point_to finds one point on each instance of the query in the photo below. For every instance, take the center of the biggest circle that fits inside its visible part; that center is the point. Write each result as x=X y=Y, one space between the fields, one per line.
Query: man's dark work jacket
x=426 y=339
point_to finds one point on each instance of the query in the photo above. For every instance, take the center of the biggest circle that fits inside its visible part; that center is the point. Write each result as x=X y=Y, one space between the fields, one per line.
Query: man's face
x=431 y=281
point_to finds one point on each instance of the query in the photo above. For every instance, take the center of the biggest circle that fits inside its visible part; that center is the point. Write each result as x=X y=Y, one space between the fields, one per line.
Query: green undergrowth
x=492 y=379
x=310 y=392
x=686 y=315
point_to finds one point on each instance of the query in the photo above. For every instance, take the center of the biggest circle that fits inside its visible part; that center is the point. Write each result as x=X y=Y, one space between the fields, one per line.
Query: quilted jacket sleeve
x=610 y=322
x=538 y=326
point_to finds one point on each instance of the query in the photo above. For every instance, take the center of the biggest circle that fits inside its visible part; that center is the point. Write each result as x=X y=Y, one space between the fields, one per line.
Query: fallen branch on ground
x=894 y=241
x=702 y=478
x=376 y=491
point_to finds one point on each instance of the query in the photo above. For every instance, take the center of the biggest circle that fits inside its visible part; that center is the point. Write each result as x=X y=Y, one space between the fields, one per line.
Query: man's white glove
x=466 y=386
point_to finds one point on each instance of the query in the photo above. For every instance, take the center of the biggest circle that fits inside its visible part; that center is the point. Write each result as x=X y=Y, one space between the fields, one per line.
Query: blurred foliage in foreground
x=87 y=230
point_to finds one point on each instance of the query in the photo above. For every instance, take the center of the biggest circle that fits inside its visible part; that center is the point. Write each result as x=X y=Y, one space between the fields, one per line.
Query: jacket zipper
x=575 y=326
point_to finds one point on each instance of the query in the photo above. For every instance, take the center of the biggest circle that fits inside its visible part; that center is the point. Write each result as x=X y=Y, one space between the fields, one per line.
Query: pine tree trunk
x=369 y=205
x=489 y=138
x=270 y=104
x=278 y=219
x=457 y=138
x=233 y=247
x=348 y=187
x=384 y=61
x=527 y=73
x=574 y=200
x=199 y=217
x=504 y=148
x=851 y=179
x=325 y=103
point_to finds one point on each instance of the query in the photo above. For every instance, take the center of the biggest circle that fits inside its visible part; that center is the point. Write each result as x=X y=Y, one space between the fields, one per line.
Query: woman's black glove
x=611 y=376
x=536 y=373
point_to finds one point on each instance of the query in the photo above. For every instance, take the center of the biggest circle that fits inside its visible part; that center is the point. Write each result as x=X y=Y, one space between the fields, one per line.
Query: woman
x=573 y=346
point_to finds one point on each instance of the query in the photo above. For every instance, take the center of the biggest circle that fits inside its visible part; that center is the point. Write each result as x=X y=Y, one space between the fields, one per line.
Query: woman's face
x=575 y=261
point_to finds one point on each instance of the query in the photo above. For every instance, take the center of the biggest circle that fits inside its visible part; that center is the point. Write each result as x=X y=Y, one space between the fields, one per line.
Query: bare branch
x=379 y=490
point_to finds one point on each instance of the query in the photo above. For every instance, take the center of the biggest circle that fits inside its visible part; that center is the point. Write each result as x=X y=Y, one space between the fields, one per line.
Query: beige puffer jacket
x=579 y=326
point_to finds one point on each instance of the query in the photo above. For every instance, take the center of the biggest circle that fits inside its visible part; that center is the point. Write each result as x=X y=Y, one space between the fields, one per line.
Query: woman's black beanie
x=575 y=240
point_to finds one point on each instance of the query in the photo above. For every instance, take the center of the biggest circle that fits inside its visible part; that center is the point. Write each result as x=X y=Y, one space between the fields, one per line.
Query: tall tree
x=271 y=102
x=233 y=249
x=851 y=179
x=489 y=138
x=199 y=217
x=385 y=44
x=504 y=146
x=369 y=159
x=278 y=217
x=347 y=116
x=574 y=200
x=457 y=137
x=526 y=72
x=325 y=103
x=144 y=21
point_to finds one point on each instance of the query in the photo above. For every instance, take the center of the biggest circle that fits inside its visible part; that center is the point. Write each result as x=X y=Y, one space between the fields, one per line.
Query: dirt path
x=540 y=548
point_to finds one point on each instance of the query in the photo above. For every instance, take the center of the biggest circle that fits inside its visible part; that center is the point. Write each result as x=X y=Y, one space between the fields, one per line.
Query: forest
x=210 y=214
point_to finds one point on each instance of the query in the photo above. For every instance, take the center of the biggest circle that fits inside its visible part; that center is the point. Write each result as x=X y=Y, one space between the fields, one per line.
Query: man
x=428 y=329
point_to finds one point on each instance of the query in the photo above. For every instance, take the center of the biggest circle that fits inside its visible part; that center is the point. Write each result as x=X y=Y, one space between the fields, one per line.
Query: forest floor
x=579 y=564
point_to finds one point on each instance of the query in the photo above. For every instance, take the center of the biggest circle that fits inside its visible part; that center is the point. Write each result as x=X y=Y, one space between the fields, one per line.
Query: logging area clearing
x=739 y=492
+ + + +
*Required task*:
How many of the lines above contain the string "branch"? Reply with only the number.

*Exercise answer*:
2